- Born: 1916 England
- Died: March 3, 1986 (aged 69–70) Ottawa, Ontario, Canada
- Allegiance: Canada
- Branch: Royal Canadian Navy
- Service years: 1948–1976
- Rank: Surgeon Rear-Admiral
- Commands: Surgeon General of Canada 1973-1976; Commanding Officer of National Defence Medical Centre 1971-1973;
- Awards: Canadian Forces' Decoration, Queen's Honorary Physician

= Richard Howell Roberts =

6th Surgeon General of Canada (1916–1986)

Richard Howell Roberts, CD, QHP, ChB, MRCS, LRCP, FRCPC, FACP (1916 - 3 March 1986) was the 25th Canadian Surgeon General.

Roberts graduated with a Medical Degree from the Liverpool University in 1938. He married Dr. Maureen (née McWilliams) Roberts in 1940. The couple immigrated to Canada in 1948, and Roberts subsequently joined the Royal Canadian Navy. He served on several of Her Majesty's Canadian Ship (HMCS) over the course of his career, including HMCS Stadacona in 1949.

************

> _What the task asks_:
List every set of post-nominal letters that follows Richard Howell Roberts's name in the opening sentence of the text about him. Rely only on the Richard Howell Roberts text when working with it.

************

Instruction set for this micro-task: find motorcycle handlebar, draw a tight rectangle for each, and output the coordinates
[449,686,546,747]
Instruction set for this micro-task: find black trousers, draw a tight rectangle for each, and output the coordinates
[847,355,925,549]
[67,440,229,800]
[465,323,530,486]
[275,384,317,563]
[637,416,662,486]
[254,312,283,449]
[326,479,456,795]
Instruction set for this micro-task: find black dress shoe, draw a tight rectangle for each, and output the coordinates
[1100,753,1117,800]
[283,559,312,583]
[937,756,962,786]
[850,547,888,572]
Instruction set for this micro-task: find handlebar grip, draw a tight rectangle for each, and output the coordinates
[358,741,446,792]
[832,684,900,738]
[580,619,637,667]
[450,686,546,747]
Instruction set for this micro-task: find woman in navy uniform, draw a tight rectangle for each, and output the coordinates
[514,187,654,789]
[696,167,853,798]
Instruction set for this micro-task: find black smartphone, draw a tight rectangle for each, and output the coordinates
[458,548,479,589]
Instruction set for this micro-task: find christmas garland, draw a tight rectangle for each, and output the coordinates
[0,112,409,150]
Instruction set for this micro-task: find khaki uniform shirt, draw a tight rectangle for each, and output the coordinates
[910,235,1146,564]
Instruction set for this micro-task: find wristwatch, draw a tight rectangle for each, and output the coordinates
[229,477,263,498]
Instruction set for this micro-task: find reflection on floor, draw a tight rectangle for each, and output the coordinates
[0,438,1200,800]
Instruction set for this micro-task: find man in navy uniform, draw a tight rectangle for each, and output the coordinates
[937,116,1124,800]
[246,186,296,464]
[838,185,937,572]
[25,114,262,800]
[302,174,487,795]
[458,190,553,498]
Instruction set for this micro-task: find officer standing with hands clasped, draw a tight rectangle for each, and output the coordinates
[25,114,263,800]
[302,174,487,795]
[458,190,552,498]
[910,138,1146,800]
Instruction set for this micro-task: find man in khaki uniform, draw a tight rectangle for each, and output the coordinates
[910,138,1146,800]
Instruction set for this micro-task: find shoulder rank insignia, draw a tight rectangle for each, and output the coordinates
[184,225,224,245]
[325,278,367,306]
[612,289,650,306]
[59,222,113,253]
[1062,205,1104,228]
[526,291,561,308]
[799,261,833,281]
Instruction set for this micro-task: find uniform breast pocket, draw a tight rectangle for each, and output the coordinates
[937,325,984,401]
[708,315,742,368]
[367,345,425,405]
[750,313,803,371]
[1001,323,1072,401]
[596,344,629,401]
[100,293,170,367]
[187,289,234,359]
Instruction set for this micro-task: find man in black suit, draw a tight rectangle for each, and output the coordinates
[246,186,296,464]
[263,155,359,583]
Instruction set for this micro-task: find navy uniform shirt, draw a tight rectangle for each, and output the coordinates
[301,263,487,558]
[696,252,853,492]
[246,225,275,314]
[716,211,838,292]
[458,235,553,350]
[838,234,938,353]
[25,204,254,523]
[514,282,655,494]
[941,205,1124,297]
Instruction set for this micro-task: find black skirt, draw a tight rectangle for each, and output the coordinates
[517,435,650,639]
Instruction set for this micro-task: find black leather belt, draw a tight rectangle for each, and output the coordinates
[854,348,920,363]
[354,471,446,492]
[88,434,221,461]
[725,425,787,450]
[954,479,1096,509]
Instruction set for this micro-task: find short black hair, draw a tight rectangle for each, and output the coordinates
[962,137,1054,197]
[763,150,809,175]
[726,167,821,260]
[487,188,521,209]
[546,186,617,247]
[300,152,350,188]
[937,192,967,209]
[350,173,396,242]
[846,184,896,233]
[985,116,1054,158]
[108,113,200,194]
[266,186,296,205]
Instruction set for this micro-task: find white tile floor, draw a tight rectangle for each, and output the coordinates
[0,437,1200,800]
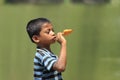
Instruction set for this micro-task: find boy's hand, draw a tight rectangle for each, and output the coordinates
[56,32,66,44]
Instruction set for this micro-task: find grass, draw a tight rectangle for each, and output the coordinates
[0,1,120,80]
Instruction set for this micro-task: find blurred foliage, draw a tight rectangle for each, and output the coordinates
[0,0,120,80]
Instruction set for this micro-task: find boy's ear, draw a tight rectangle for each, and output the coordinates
[32,35,40,43]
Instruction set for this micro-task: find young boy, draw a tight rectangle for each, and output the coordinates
[26,18,67,80]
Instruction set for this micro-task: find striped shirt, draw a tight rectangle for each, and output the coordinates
[34,48,63,80]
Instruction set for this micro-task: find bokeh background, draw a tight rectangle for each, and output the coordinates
[0,0,120,80]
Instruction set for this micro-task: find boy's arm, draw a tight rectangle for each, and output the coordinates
[53,33,67,72]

************

> _Your response_:
CD, QHP, ChB, MRCS, LRCP, FRCPC, FACP